BEGIN Records shown

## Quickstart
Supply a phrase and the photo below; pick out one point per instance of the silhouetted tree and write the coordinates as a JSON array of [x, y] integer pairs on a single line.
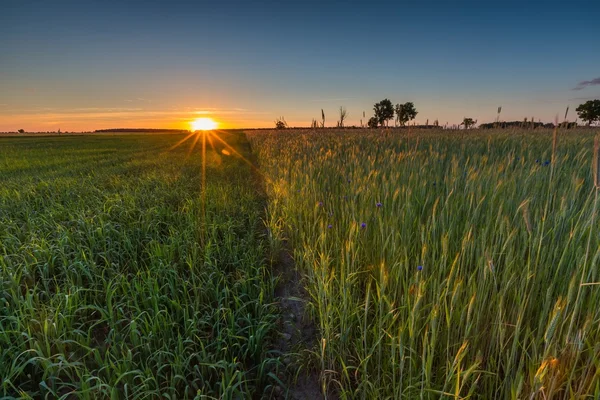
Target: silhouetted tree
[[589, 111], [468, 122], [373, 122], [343, 115], [405, 112], [384, 111]]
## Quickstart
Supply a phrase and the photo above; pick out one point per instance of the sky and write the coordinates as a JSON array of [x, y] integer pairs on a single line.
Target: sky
[[85, 65]]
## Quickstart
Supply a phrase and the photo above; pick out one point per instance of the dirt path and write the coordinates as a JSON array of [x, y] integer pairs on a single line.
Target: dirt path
[[298, 333]]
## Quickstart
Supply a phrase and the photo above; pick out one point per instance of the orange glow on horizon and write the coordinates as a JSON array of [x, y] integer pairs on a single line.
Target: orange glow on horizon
[[204, 124]]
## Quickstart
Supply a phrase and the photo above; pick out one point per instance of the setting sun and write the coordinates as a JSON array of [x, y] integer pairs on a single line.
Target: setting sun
[[204, 124]]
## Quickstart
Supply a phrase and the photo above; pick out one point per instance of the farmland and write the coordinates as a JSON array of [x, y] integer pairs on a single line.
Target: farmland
[[436, 263], [116, 282], [457, 264]]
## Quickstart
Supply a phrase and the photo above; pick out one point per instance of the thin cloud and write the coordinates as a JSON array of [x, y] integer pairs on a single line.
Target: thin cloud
[[586, 98], [583, 84], [331, 100], [138, 99]]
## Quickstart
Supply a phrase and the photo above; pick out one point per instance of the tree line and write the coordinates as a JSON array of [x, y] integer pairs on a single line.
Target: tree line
[[402, 114]]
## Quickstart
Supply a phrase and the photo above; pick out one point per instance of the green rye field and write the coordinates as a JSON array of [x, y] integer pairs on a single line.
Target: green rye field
[[115, 282], [444, 264], [436, 264]]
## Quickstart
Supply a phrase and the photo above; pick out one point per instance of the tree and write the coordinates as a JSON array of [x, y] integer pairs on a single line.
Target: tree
[[468, 122], [384, 111], [589, 111], [373, 122], [343, 115], [405, 112], [280, 123]]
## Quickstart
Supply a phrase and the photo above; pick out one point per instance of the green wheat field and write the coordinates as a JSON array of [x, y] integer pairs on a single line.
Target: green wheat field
[[436, 264]]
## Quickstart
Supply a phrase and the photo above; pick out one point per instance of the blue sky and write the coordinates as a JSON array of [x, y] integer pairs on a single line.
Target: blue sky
[[80, 65]]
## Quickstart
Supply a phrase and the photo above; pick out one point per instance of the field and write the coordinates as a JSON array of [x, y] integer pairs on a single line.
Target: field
[[444, 264], [436, 264], [115, 282]]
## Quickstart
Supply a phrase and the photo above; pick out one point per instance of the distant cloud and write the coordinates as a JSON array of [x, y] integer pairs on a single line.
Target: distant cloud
[[584, 84], [138, 99], [587, 98], [331, 100]]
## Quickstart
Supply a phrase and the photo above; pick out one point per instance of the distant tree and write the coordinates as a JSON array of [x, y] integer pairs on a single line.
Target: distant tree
[[589, 111], [405, 112], [343, 115], [384, 111], [373, 122], [280, 123], [468, 122]]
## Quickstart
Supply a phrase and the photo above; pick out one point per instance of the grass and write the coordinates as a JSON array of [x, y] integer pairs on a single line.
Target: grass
[[115, 282], [441, 264]]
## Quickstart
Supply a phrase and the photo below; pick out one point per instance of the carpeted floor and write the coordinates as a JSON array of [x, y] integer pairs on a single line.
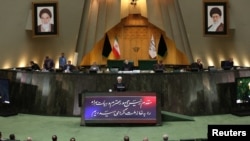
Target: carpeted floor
[[41, 128]]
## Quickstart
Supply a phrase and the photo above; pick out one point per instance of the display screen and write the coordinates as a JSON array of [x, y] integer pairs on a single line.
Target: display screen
[[4, 90], [121, 107], [242, 89]]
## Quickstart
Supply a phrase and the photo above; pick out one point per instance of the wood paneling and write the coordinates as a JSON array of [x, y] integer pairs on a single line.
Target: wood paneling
[[134, 34]]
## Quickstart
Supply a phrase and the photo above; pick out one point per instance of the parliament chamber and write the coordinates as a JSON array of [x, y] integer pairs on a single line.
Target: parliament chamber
[[187, 93]]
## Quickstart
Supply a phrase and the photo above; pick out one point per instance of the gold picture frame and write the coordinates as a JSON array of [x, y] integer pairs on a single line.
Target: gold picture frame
[[215, 18], [45, 19]]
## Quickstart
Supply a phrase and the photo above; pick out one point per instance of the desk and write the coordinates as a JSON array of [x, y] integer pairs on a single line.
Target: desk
[[188, 93], [120, 108]]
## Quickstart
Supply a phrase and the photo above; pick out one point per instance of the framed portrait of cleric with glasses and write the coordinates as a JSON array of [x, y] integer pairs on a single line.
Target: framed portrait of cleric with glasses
[[215, 17], [45, 19]]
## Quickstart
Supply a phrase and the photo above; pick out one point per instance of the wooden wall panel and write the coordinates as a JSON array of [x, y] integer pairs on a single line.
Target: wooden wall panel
[[134, 34]]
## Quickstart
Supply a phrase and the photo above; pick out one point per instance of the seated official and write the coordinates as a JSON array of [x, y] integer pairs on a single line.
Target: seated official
[[34, 66], [69, 67], [94, 67], [159, 66], [127, 66], [119, 85], [197, 66]]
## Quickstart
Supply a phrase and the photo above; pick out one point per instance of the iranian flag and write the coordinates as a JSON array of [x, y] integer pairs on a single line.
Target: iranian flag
[[116, 49]]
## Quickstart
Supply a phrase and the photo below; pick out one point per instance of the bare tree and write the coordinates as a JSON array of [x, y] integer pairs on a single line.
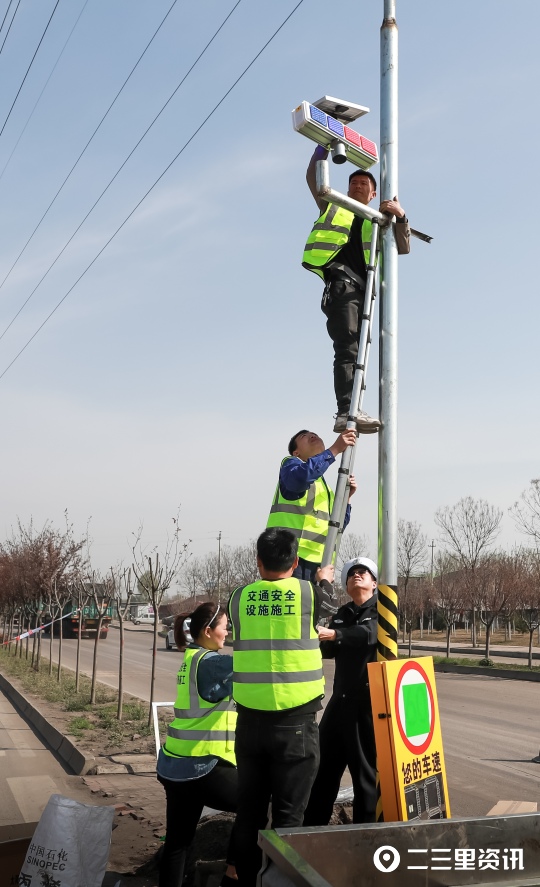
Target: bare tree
[[154, 574], [245, 559], [495, 583], [526, 512], [80, 595], [121, 584], [412, 550], [527, 579], [469, 529], [448, 592]]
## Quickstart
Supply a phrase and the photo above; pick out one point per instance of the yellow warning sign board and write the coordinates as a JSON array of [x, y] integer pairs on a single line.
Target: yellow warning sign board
[[410, 756]]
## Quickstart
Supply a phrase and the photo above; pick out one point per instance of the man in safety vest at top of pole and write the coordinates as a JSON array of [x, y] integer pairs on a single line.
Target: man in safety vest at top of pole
[[278, 685], [303, 500], [337, 250]]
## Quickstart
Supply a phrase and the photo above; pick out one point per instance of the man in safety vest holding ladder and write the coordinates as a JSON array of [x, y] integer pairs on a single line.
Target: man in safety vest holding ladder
[[278, 685], [303, 500], [337, 250]]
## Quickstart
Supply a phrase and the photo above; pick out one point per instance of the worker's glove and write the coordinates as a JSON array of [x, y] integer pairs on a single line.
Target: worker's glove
[[320, 153]]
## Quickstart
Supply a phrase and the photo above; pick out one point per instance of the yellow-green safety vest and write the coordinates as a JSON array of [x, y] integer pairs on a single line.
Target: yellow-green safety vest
[[277, 661], [307, 518], [199, 727], [330, 232]]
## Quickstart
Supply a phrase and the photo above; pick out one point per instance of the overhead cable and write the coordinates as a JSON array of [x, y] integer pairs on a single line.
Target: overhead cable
[[5, 15], [29, 66], [82, 152], [147, 130], [43, 90], [10, 24], [145, 195]]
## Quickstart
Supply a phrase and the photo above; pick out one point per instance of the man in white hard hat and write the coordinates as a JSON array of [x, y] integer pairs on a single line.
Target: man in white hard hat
[[346, 730]]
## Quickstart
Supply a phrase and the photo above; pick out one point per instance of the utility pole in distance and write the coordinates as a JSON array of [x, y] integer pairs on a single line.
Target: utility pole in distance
[[388, 516], [219, 566]]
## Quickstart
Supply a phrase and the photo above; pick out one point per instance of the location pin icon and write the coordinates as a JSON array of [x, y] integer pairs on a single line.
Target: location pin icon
[[386, 858]]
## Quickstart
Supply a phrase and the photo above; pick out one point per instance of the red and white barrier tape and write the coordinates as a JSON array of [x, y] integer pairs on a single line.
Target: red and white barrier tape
[[27, 634]]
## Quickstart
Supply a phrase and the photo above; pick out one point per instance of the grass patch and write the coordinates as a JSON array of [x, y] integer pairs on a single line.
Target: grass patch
[[101, 715], [493, 664]]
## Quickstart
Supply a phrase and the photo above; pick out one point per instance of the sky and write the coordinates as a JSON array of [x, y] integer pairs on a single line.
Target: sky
[[176, 370]]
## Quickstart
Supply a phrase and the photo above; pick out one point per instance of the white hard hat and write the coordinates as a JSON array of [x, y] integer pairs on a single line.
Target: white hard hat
[[358, 561]]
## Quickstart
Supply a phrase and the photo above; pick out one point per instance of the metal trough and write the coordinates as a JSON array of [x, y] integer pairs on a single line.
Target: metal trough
[[487, 850]]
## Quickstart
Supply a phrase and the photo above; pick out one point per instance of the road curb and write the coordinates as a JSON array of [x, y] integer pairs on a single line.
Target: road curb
[[62, 746], [507, 673]]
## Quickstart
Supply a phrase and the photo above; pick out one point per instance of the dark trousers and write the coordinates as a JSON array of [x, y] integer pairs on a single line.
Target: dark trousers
[[185, 802], [343, 305], [305, 570], [346, 740], [276, 761]]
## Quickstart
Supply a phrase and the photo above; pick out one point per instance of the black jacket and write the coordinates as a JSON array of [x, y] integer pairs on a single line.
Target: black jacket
[[355, 645]]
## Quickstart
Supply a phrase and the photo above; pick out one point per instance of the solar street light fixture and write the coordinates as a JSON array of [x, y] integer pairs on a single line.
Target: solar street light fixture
[[326, 122]]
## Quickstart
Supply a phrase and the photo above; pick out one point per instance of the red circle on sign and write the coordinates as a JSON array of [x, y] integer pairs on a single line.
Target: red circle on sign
[[415, 749]]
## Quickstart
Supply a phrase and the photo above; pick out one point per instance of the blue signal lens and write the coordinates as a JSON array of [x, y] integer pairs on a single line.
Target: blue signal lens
[[318, 115], [335, 126]]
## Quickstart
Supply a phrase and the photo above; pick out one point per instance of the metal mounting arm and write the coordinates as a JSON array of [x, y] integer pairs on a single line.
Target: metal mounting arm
[[359, 209]]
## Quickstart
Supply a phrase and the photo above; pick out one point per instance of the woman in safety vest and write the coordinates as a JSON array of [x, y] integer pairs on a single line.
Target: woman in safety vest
[[196, 765]]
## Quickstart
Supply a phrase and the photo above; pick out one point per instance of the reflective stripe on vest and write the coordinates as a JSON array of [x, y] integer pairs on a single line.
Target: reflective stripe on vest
[[306, 518], [276, 660], [330, 232], [199, 727]]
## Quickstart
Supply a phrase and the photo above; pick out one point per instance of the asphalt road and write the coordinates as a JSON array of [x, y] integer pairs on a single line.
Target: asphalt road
[[491, 726]]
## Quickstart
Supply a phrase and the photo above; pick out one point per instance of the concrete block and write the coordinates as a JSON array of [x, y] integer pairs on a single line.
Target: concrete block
[[148, 767], [506, 808]]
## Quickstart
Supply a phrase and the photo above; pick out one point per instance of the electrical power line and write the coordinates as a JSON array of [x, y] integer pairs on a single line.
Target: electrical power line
[[5, 15], [10, 24], [43, 90], [118, 171], [145, 195], [79, 158], [29, 66]]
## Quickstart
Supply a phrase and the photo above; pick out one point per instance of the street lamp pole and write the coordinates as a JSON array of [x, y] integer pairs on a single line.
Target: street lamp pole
[[219, 565], [388, 516]]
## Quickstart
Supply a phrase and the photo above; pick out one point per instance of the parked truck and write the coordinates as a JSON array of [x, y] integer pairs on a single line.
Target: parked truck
[[89, 622]]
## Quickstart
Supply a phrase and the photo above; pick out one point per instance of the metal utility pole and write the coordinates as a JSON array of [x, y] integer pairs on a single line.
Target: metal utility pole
[[219, 565], [432, 546], [388, 516]]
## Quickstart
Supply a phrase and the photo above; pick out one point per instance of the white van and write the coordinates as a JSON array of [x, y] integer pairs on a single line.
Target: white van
[[144, 619]]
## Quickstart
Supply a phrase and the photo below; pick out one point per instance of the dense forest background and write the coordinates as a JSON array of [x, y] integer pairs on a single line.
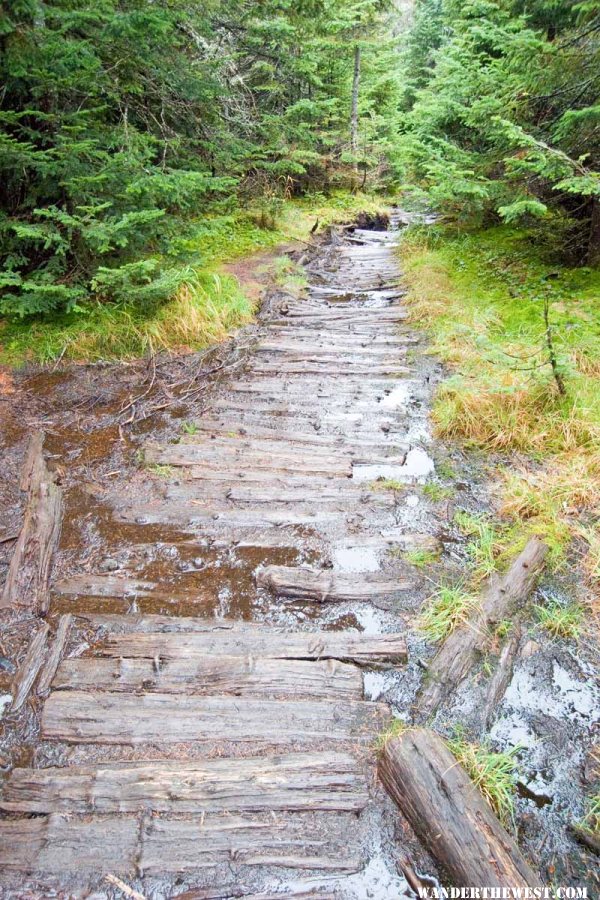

END Records shown

== Aim ==
Retype the lines above word for word, from the very first line down through the line that contains "[[436, 263], [116, 282], [457, 264]]", including both ends. Leave the pictures out.

== Written solution ==
## Quickstart
Supply a phrase and the photo below; pick out one point per instance of the silhouetted tree and write the coordinates as a JSON array of [x, y] integer pairs on a single line.
Target: silhouetted tree
[[589, 111], [468, 122], [373, 122], [343, 115], [405, 112], [384, 111]]
## Quickstart
Supply a phrase and the photo above; pick out one point per instance of the sky and write the coordinates as a JSON array of [x, y] integer pairs on a single line.
Target: sky
[[85, 65]]
## Quickstart
Supply a phrase and the photo above; pick out one point per instance of the dirt path and write the coordinates as a JSON array of [x, y] integer pairs on a single line.
Target: dirt path
[[298, 333]]
## Quickstart
Supply a phrase and the photo above; pick out one point per instance of the orange glow on horizon and write the coordinates as a JSON array of [x, y] integer pairs on a single line.
Target: orange glow on horizon
[[204, 124]]
## Quickstart
Supply a phrase and the photo above; pick out one point per instance of the setting sun and write the coordinates as a JSON array of [x, y] integer pairs on a single line.
Target: setting sun
[[204, 124]]
## Quickstart
Supply a phrase and the photo above; pick out one point per instance of the farmland and write the coordinates as a JSON array of [x, y] integer pairs on a single line.
Target: farmland
[[436, 263], [116, 282], [457, 264]]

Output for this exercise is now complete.